Exercise directions ::
Every line of the listing that holds the word "wall" should be returned.

Segment Start: Data for this task

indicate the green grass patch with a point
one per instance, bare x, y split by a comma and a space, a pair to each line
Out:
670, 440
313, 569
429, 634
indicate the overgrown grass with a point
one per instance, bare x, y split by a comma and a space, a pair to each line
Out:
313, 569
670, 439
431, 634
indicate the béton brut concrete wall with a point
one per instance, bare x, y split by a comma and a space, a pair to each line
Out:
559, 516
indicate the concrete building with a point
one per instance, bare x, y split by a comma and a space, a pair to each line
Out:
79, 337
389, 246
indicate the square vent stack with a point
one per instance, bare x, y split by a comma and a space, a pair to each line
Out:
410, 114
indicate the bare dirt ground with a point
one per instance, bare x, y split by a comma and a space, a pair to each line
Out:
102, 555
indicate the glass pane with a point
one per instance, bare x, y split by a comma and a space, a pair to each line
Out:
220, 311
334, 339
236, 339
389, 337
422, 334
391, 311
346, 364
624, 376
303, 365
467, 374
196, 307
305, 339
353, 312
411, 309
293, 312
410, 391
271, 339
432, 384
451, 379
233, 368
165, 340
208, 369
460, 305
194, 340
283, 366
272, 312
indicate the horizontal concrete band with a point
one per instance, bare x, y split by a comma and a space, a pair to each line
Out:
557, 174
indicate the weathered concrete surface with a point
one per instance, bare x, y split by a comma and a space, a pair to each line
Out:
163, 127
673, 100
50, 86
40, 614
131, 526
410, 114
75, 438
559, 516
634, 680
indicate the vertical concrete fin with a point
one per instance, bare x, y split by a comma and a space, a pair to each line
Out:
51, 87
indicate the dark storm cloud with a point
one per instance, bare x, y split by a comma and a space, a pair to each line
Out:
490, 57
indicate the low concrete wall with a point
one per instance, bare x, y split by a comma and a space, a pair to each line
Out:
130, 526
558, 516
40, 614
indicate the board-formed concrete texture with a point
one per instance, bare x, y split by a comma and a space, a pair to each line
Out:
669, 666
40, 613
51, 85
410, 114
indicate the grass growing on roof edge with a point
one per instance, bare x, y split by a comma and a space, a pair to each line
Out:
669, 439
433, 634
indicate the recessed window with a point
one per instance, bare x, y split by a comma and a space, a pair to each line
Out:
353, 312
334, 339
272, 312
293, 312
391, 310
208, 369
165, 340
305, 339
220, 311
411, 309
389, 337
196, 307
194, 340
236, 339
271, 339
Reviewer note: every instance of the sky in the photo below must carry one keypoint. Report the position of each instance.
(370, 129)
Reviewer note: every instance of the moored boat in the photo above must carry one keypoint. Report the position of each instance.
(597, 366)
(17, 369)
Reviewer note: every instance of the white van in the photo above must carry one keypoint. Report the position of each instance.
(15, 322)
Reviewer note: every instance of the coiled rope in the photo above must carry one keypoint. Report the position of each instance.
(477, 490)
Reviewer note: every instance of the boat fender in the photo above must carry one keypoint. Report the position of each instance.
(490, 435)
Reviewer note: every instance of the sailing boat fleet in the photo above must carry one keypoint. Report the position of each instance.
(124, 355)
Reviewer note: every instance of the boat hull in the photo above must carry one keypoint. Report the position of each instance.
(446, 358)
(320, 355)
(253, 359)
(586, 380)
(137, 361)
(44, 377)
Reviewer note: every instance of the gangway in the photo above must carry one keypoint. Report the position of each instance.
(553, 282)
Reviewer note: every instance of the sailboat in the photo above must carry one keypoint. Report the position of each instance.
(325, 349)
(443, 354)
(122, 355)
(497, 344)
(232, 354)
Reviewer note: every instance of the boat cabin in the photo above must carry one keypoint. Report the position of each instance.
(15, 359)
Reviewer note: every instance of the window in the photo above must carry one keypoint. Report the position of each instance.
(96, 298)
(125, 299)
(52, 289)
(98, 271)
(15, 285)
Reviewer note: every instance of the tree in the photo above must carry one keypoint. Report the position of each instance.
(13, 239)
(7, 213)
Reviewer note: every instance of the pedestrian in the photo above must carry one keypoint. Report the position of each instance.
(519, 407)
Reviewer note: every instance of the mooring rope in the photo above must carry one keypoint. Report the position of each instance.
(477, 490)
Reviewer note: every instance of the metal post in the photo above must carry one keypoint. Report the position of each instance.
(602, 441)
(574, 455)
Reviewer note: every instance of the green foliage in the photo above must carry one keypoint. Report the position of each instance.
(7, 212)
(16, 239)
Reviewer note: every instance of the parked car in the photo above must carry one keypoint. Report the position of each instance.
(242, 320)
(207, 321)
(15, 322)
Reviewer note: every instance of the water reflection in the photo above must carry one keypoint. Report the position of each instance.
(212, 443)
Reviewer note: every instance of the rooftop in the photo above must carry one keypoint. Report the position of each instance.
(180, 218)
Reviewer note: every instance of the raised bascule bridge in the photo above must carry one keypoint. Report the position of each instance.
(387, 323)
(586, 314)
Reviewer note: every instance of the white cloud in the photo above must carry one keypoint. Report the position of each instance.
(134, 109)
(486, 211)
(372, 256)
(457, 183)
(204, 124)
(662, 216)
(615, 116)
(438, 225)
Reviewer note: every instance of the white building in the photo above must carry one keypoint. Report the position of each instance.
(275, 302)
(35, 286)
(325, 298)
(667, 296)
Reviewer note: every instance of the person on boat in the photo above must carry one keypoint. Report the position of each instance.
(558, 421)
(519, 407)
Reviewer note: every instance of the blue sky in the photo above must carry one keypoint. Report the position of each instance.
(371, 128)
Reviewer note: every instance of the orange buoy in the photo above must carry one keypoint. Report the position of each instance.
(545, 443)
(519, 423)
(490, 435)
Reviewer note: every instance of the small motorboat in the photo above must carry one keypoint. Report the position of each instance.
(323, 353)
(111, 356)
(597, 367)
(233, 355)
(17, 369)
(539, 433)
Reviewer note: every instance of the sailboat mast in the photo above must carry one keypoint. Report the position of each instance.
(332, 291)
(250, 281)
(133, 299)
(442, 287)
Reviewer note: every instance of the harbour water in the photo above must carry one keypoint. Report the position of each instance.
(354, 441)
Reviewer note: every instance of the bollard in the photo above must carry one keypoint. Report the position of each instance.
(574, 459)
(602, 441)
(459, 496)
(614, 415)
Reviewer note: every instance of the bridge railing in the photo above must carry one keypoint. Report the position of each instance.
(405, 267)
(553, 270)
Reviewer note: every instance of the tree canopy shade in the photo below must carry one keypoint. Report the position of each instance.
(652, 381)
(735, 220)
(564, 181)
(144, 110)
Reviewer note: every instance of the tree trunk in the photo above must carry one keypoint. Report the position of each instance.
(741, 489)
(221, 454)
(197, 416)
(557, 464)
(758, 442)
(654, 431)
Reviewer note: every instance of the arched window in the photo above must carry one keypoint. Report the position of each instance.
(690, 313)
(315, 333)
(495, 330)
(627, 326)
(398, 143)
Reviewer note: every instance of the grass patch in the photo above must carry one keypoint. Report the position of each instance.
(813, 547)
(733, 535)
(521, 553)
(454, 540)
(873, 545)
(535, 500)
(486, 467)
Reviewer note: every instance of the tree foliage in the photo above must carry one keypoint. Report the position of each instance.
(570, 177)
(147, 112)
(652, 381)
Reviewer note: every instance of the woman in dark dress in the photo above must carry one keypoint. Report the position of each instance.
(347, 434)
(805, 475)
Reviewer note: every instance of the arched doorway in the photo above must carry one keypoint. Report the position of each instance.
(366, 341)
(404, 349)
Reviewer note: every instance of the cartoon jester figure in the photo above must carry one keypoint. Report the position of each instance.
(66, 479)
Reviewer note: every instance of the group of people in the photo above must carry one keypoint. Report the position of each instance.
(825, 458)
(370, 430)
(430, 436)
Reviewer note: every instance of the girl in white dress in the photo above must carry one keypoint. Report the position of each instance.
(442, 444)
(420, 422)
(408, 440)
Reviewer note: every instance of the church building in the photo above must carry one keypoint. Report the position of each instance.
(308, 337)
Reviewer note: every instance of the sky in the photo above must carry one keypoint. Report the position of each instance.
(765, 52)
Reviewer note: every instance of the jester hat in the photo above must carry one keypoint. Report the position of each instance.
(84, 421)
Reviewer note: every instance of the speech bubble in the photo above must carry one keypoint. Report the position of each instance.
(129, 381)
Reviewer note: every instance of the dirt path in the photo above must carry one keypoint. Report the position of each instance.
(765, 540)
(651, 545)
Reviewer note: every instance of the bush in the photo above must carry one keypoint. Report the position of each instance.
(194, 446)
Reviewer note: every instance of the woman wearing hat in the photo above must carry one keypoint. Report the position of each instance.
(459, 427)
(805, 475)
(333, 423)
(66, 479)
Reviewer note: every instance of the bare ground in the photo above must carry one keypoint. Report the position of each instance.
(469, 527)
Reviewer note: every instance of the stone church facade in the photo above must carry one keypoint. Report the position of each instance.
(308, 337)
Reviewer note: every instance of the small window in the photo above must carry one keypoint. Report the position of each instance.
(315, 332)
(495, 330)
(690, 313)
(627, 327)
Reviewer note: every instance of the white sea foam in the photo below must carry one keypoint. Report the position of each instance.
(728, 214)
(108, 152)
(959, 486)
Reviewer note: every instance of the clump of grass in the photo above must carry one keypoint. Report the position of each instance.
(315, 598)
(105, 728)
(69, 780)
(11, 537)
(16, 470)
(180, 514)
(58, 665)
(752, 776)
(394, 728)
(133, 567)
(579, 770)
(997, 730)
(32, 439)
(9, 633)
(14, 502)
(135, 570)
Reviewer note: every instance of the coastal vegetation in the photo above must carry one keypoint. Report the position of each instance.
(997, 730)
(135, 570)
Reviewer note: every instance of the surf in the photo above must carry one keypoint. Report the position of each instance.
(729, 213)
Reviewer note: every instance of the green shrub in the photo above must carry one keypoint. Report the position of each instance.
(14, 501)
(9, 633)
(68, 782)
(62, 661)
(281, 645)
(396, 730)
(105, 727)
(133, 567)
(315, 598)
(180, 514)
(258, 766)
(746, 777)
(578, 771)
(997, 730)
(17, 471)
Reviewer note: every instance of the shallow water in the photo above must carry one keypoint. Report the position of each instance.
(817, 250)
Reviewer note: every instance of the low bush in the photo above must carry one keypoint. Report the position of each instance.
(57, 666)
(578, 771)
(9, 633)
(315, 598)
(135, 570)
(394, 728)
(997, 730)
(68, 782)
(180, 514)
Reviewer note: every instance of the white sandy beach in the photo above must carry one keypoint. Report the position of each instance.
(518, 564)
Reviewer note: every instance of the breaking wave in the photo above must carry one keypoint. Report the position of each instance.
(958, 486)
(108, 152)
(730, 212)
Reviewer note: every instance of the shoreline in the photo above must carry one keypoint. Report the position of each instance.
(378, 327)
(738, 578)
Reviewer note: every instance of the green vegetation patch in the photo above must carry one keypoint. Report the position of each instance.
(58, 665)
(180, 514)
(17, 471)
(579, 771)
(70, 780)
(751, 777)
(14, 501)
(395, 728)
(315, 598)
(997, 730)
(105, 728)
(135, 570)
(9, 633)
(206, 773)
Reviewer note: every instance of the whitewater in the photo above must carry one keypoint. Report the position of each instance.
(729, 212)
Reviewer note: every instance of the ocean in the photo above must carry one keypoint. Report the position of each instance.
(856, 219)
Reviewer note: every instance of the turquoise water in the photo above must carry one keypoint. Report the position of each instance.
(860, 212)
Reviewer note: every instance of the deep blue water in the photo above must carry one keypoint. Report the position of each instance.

Segment End: Data for this task

Response area ::
indicate the béton brut concrete wall with a point
indicate the low concrete wall with a point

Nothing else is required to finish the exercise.